• GOALS
a - Please reproduce everything in the post on open communication in marriage from "When my wife" down to "in your marriage.".
b - In the post on open communication in marriage, how many years into the marriage did the writer come to understand the importance of open communication?

• DOCUMENT SECTION

%%

13 Jul

My wife and I have been married almost 19 years now and I never comprehended how important open communication was until about 14 years into our marriage. I use to think (as I believe many people do) that if something was uncomfortable to talk about, or I knew it was going to start an argument, it was just easier to ignore it and not discuss it and just hope it would go away as time passed. My attitude was, If we didn’t discuss it and ignored it, it wouldn’t be a problem or cause disruption in our marriage. Of course that is the worst thing I could have done and had the opposite effect. Again, I believe many people feel this way, the problem is things don’t just go away and over time more and more problems will be created in a relationship and damage between a husband and wife will just get worse over time.

When my wife and I started to communicate openly about our sex life, how we were feeling, problems we were facing and many other things, our sex and intimacy, friendship and relationship became AMAZING! Here are some of the reasons why you should strive to communicate openly in your marriage.

Open Communication Takes Away Assumptions and Guessing How Your Spouse Is Thinking or Feeling

Someone told me that the word ASSUME broken down means making an ASS of U and ME. I thought that was pretty funny but over time realized how true it is. What that means is when we ‘assume” something such as we know what our spouse is feeling or thinking, we are almost always going to be wrong which I have found out is absolutely the case. Communication removes any assumptions, or miscommunications. When you openly communicate with our spouse, there is no more guessing or miscommunication. How many problems could be eliminated and solved just by talking about things together? Without communication, couples may become upset with each other, not even knowing or understanding how or why it started in the first place. As we all perceive things differently from our own point of view (perception), it is vital to openly communicate with your spouse about what they are thinking or how they are feeling instead of assuming you know.

Helps Couples With Expectations

How many times have we heard “why do I need to tell you that, you should already know” and we expect that our spouse should know exactly what we are thinking or how we are feeling (even though we haven’t told them). I think this is very common and I am guilty of it, and my wife would admit she is as well. We set expectations for our spouse and expect that that should be able to read our minds and know, without communicating about it. When couples communicate openly they can state their expectations to each other very clearly so both spouses know exactly what is expected and acceptable or not acceptable. If something has been discussed and agreed upon, there is no misunderstanding. Sit down with each other and discuss your expectations with each other, and what is acceptable and not acceptable in your relationship.

%%

• EXTRACTED INFORMATION
%%

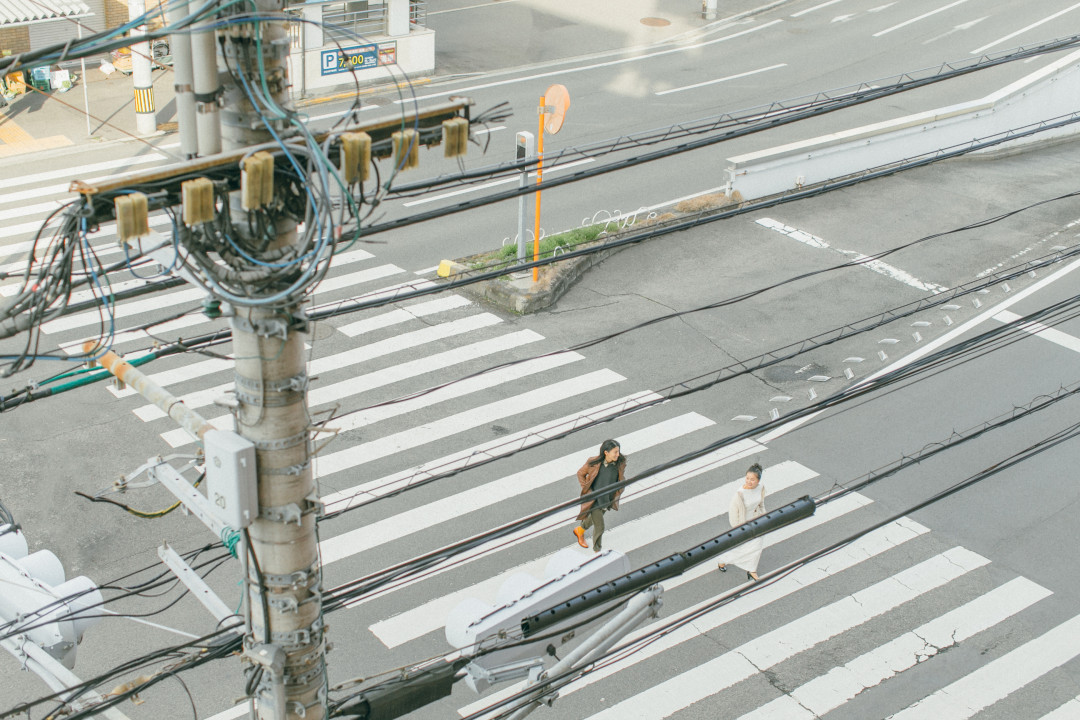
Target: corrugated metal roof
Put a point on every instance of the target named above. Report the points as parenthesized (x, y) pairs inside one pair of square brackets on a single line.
[(24, 12)]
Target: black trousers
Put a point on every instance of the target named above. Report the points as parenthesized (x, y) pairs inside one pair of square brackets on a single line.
[(595, 520)]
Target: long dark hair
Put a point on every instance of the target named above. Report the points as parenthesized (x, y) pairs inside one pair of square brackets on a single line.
[(609, 445)]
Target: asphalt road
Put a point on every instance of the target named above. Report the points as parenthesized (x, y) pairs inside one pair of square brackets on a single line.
[(1008, 542)]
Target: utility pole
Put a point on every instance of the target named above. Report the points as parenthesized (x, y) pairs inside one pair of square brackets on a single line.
[(284, 579), (146, 119)]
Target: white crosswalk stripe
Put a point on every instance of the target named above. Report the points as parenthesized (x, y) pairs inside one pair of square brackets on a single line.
[(660, 481), (771, 648), (842, 683), (865, 548), (999, 678), (625, 538)]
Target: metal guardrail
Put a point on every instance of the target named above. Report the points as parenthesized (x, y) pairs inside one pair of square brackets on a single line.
[(348, 21)]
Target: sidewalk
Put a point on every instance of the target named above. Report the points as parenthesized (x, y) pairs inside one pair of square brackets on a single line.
[(475, 39)]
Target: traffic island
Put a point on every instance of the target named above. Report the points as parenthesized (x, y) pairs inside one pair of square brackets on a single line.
[(516, 293)]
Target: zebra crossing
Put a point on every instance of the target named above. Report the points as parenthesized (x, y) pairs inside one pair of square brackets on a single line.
[(880, 609)]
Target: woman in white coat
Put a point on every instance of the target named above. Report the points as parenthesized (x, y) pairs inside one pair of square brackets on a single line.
[(746, 504)]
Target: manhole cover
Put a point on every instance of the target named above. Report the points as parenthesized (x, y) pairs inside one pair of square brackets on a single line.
[(793, 372), (323, 330)]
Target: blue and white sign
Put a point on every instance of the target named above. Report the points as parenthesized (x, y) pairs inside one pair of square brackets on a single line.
[(346, 59)]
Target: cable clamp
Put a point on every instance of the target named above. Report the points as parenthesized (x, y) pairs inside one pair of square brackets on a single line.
[(268, 327), (294, 580), (292, 513), (296, 639), (292, 470), (283, 443)]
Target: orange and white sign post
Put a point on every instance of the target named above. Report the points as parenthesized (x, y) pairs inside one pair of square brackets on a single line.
[(552, 111)]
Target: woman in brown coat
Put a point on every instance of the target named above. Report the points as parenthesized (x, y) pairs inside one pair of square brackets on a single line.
[(604, 470)]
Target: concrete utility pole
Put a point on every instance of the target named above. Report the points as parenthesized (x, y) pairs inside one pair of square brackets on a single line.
[(146, 119), (285, 576)]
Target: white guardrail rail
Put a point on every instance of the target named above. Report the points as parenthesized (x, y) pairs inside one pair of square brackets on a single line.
[(1048, 93)]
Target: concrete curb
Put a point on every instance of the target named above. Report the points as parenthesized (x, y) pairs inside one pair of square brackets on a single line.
[(521, 296)]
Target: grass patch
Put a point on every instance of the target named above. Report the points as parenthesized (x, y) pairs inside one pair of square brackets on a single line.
[(566, 241)]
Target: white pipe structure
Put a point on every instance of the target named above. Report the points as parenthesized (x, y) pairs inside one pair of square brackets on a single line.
[(179, 46), (642, 607), (146, 119), (206, 87)]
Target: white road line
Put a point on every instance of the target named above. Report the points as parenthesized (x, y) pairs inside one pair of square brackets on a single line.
[(403, 315), (922, 16), (460, 389), (624, 538), (874, 266), (682, 49), (840, 684), (180, 437), (1025, 29), (352, 356), (867, 547), (232, 712), (999, 678), (1068, 711), (768, 650), (75, 172), (359, 277), (660, 481), (450, 425), (1055, 336), (485, 186), (388, 291), (341, 500), (826, 514), (392, 529), (934, 344), (713, 82), (810, 10), (361, 383)]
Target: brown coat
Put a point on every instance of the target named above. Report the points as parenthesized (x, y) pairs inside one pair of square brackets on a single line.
[(585, 477)]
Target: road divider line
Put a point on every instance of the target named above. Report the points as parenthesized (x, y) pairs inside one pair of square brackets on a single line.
[(564, 71), (977, 51), (920, 17), (718, 80)]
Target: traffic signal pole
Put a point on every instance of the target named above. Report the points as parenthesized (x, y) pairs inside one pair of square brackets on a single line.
[(284, 578)]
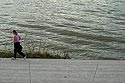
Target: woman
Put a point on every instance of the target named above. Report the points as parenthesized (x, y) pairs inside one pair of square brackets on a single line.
[(17, 46)]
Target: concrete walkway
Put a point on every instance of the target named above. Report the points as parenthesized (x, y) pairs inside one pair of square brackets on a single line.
[(61, 71)]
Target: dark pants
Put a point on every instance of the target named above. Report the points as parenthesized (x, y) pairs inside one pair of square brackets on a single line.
[(18, 49)]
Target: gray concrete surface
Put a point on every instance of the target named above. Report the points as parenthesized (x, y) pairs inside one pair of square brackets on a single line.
[(61, 71)]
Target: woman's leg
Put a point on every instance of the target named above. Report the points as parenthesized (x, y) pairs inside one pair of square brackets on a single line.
[(15, 52)]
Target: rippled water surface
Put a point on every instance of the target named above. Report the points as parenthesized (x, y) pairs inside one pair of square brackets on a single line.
[(87, 29)]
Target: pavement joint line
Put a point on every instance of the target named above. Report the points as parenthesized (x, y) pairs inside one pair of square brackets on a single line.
[(95, 73), (29, 73)]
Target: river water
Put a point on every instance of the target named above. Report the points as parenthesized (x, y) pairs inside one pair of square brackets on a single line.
[(86, 29)]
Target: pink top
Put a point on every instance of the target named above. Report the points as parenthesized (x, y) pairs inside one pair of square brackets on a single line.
[(16, 38)]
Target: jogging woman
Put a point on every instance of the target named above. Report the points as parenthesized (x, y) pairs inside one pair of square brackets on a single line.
[(17, 46)]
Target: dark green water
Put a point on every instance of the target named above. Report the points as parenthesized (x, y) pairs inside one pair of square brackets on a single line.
[(87, 29)]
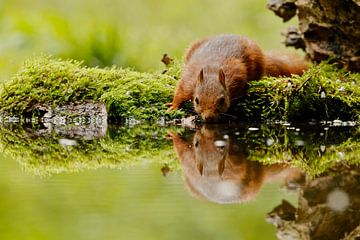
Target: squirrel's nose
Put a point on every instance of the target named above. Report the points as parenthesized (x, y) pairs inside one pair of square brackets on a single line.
[(209, 117)]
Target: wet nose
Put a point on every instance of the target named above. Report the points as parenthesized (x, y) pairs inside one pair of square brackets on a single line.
[(209, 117)]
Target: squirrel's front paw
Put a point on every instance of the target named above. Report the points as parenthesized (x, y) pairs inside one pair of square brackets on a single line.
[(171, 107)]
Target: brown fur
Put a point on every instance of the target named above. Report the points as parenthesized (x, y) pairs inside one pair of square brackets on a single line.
[(224, 175), (240, 59)]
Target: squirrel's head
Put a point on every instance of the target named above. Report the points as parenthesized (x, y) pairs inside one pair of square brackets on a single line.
[(211, 95)]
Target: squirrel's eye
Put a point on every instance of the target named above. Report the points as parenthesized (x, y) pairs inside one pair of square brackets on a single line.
[(222, 100), (197, 101)]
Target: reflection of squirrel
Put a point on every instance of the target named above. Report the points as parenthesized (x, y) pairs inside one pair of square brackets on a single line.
[(218, 171), (218, 68)]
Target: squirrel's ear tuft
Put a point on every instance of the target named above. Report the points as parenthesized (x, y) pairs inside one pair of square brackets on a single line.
[(222, 77), (201, 76)]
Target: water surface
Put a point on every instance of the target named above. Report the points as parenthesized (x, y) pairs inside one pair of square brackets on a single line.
[(156, 182)]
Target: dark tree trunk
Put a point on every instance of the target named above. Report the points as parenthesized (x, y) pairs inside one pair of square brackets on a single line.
[(327, 29)]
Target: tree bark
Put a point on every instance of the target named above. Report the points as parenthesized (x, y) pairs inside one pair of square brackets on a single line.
[(327, 29)]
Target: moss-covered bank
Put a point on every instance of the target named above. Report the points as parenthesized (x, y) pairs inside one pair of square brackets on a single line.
[(323, 92), (44, 153)]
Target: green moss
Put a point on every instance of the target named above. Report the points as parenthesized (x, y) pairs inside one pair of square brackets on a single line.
[(126, 93), (323, 92)]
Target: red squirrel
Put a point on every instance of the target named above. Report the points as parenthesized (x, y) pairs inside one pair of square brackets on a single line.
[(217, 69)]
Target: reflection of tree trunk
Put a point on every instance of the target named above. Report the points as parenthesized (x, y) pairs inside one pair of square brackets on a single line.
[(316, 217), (327, 28)]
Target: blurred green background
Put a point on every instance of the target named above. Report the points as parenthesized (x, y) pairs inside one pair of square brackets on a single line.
[(125, 33)]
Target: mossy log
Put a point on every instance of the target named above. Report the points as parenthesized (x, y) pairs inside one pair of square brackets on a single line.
[(327, 29), (323, 92)]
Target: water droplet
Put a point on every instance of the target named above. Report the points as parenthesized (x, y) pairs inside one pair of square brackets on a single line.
[(299, 143), (341, 89), (322, 148), (269, 141), (338, 200), (322, 94), (67, 142), (337, 122), (220, 143), (341, 155)]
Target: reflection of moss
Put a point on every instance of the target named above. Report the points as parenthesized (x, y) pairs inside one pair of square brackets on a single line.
[(122, 147), (323, 92), (313, 150)]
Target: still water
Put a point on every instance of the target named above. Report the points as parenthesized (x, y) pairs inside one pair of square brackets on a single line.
[(167, 182)]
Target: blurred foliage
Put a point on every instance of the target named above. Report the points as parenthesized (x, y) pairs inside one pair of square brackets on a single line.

%%

• RESULTS BY TASK
a -
When my wife and I started to communicate openly about our sex life, how we were feeling, problems we were facing and many other things, our sex and intimacy, friendship and relationship became AMAZING! Here are some of the reasons why you should strive to communicate openly in your marriage.

b - About 14 years.